What is needed here is a word-for-word copy of all the entries below.

[Extracted records]

┄┄┄┄┄┄┄┄┄┄┄┄┄┄┄┄┄┄┄┄

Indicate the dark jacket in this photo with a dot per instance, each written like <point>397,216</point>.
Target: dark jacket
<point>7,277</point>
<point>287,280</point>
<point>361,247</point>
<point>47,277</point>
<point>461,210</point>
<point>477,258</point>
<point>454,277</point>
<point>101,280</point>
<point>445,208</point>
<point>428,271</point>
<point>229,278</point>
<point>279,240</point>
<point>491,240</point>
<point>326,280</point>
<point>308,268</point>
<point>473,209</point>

┄┄┄┄┄┄┄┄┄┄┄┄┄┄┄┄┄┄┄┄

* _Task response_
Indicate the dark jacket in this photo with a dot per instance, each written like <point>397,216</point>.
Target: dark jacket
<point>7,277</point>
<point>287,280</point>
<point>361,247</point>
<point>47,277</point>
<point>461,210</point>
<point>477,258</point>
<point>454,277</point>
<point>101,280</point>
<point>445,208</point>
<point>428,271</point>
<point>229,278</point>
<point>279,240</point>
<point>491,240</point>
<point>326,280</point>
<point>308,268</point>
<point>473,209</point>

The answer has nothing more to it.